§ **STATED GOAL**: Starting at the first line of the entries and stopping after the line that contains "hole rule even-odd", format each line as a row of a Markdown table with the columns Row and Line, skipping any blank lines.

§ **DATA SECTION**:

* start *

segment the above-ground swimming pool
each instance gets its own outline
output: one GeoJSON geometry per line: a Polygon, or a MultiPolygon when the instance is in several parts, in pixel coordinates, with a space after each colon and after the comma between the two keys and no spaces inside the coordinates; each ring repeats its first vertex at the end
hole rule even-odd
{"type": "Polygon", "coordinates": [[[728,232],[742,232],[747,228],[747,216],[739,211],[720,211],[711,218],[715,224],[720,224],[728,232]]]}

* end *

§ **SOLVED EXERCISE**:
| Row | Line |
|---|---|
| 1 | segment the above-ground swimming pool |
| 2 | each instance gets its own outline |
| 3 | output: one GeoJSON geometry per line: a Polygon, or a MultiPolygon when the instance is in several parts, in pixel coordinates, with a space after each colon and after the comma between the two keys and no spaces inside the coordinates; each ring repeats its first vertex at the end |
| 4 | hole rule even-odd |